**BRIEF**
Write out only the lines running from the one that contains "Practice. Annotate every instance of the bearded" to the end of the material, both ends included.

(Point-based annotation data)
********************

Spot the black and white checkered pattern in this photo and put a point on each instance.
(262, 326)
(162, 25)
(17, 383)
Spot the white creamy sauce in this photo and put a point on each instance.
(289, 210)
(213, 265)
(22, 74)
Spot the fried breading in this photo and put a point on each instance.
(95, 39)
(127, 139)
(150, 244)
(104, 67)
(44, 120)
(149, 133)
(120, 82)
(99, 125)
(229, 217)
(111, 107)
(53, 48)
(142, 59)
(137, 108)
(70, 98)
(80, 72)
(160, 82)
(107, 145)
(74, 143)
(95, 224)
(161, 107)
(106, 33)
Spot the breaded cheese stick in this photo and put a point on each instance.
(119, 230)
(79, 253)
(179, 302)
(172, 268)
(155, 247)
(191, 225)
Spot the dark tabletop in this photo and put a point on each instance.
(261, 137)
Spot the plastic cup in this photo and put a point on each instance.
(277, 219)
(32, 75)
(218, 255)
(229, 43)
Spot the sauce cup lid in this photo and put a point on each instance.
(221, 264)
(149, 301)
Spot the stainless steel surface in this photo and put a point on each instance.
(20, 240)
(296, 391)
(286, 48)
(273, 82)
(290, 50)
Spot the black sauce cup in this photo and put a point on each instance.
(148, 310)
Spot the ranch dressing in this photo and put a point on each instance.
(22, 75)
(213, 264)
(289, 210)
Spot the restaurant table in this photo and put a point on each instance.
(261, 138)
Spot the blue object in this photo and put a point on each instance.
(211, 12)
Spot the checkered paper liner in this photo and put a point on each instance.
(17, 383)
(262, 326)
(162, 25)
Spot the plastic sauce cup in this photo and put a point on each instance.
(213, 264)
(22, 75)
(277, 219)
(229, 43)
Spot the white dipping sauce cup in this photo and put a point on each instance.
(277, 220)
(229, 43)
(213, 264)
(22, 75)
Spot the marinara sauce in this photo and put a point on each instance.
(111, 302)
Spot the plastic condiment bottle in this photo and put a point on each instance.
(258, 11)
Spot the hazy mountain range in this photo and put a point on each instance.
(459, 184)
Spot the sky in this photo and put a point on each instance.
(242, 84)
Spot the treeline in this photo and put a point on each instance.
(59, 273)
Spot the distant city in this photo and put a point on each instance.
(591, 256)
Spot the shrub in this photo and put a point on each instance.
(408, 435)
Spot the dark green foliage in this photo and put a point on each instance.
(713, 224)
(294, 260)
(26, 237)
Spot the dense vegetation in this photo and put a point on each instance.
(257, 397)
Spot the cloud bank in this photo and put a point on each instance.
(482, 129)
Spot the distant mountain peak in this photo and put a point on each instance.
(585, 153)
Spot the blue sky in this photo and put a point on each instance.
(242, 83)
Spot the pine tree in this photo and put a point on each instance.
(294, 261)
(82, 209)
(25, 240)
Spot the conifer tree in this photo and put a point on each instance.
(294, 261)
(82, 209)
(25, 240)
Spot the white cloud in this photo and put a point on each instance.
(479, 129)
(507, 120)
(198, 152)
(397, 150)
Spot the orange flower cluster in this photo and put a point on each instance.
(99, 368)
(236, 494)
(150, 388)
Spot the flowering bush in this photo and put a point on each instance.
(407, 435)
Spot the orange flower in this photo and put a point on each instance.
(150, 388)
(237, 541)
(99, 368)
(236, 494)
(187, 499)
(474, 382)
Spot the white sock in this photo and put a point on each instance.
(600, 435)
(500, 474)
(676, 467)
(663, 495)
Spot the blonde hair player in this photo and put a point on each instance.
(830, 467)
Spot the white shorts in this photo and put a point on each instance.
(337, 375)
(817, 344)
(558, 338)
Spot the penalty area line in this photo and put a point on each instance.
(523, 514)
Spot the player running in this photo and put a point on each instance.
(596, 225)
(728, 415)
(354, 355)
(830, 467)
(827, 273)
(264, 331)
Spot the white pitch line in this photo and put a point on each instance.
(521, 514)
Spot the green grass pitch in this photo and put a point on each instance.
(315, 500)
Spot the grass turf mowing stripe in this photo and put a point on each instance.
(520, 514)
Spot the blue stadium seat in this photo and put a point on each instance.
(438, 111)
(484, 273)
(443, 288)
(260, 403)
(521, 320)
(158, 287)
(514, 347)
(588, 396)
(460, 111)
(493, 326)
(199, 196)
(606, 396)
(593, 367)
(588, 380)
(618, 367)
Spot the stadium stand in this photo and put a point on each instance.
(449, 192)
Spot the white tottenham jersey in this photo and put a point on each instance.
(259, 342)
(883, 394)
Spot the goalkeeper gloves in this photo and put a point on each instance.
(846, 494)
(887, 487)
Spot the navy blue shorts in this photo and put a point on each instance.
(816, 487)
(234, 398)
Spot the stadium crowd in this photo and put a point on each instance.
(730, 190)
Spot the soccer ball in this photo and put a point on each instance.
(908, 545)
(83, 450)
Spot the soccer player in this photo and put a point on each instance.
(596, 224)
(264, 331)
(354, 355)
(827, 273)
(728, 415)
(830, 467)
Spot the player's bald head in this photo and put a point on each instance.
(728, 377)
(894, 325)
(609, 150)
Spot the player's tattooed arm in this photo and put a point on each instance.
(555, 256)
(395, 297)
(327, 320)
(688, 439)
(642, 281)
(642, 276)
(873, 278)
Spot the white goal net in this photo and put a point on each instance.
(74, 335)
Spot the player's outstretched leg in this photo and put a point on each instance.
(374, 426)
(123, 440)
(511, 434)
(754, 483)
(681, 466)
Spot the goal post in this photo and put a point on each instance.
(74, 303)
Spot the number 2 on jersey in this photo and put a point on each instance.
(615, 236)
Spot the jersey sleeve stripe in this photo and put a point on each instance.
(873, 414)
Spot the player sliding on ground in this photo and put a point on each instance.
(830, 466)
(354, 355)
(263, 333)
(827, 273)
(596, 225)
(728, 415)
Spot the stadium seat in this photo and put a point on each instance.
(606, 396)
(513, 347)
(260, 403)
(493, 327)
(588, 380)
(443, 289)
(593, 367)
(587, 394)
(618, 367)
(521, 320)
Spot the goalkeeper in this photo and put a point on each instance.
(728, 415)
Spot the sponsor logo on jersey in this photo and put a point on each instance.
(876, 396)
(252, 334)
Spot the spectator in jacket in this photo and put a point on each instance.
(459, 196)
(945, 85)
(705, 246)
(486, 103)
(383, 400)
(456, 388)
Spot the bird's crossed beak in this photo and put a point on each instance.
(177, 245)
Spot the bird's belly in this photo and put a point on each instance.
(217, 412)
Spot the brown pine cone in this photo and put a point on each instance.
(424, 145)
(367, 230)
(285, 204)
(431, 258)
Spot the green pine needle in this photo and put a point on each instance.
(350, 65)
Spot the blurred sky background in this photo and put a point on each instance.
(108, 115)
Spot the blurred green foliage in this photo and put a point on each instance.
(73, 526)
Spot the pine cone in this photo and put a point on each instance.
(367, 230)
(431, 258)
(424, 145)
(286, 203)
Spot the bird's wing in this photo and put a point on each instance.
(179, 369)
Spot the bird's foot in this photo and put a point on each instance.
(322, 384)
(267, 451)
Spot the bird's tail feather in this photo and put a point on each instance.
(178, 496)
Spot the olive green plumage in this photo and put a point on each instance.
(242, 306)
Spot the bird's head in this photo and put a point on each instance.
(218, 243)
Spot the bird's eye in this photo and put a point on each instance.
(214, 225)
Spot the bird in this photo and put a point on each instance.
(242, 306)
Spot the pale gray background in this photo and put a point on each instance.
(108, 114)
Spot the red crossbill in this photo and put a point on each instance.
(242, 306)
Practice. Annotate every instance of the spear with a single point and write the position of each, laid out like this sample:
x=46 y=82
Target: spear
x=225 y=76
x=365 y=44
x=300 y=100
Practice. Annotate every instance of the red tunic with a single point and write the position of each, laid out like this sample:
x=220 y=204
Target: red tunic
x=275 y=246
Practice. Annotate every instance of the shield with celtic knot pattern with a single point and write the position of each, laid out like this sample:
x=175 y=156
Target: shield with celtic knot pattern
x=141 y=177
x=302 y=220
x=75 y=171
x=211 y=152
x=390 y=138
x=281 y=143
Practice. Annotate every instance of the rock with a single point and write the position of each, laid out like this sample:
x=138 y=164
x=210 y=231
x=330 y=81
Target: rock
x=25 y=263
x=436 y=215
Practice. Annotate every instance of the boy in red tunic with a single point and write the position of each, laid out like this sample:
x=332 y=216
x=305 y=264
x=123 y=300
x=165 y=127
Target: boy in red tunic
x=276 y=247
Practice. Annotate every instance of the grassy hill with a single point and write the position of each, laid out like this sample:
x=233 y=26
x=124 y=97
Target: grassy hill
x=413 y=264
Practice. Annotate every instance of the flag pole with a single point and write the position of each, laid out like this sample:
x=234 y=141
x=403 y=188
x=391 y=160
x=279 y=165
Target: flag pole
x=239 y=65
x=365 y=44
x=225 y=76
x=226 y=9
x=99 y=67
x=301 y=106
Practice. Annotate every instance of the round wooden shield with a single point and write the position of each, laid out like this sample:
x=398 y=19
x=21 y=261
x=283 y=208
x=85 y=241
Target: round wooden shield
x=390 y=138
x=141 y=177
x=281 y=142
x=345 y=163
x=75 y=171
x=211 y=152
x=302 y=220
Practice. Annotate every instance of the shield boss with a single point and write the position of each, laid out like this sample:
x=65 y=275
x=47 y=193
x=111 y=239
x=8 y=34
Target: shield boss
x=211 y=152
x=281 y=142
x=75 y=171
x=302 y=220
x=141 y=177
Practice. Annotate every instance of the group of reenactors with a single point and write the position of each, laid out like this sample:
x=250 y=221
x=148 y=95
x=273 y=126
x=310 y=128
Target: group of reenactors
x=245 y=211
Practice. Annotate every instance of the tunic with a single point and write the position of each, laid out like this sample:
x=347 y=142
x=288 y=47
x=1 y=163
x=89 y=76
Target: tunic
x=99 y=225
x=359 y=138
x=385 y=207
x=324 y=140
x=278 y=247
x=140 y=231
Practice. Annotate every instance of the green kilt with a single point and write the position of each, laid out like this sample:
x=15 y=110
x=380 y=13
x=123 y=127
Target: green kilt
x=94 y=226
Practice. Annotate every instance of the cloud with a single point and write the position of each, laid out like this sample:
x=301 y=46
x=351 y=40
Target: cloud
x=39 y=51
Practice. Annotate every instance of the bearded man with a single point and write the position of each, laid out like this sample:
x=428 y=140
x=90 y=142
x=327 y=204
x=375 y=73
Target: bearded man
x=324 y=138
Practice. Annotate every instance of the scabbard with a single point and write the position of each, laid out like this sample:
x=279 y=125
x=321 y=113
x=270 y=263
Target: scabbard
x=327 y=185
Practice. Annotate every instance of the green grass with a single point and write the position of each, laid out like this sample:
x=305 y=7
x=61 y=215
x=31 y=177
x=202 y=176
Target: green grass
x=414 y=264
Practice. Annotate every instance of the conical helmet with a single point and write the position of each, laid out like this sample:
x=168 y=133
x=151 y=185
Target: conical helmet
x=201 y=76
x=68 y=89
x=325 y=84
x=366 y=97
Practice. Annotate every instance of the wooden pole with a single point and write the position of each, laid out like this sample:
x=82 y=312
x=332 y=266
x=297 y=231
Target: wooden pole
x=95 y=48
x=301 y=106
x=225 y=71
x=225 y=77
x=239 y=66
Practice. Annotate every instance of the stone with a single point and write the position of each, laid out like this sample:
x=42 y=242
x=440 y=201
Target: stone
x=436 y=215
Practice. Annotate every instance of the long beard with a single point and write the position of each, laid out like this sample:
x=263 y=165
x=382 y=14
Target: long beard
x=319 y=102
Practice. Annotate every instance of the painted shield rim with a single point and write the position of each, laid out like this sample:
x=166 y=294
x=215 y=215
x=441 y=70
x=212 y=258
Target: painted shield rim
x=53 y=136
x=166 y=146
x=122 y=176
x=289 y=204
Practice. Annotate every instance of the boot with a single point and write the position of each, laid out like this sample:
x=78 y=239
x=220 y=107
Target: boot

********************

**WRITTEN REPLY**
Practice. Annotate every instance of the bearded man with a single point and write the position of each, laid out like this sample:
x=428 y=140
x=90 y=142
x=327 y=204
x=375 y=73
Target: bearded man
x=324 y=138
Practice. Annotate every instance of the scabbard with a single point and write the position of each, laid out like this sample:
x=279 y=125
x=321 y=113
x=270 y=263
Target: scabbard
x=327 y=185
Practice. Annotate every instance of the green grass with a single point and write the position of each, laid out like this sample:
x=305 y=7
x=61 y=215
x=31 y=177
x=202 y=176
Target: green grass
x=414 y=264
Practice. Annotate every instance of the conical helmet with a single point and write the position of each, laid out like this sample:
x=168 y=133
x=151 y=185
Target: conical helmet
x=201 y=76
x=68 y=89
x=325 y=84
x=366 y=97
Practice. Annotate every instance of the wooden pole with a single point and write the position of each, laid out like this sample:
x=82 y=312
x=332 y=266
x=297 y=231
Target: wooden pole
x=95 y=48
x=301 y=106
x=225 y=71
x=225 y=77
x=239 y=66
Practice. Annotate every instance of the stone with a single point and write the position of each, laid out like this sample:
x=42 y=242
x=440 y=201
Target: stone
x=436 y=215
Practice. Annotate every instance of the long beard with a single point and write the position of each, laid out like this sample:
x=263 y=165
x=382 y=14
Target: long beard
x=319 y=102
Practice. Annotate every instance of the painted shield rim with a single point and write the position of each, laid out like this sample:
x=166 y=294
x=215 y=215
x=441 y=70
x=212 y=258
Target: painted shield rim
x=53 y=136
x=166 y=146
x=122 y=176
x=289 y=204
Practice. Annotate every instance of the boot with a single point and write the position of each, laid out like this sample:
x=78 y=239
x=220 y=107
Target: boot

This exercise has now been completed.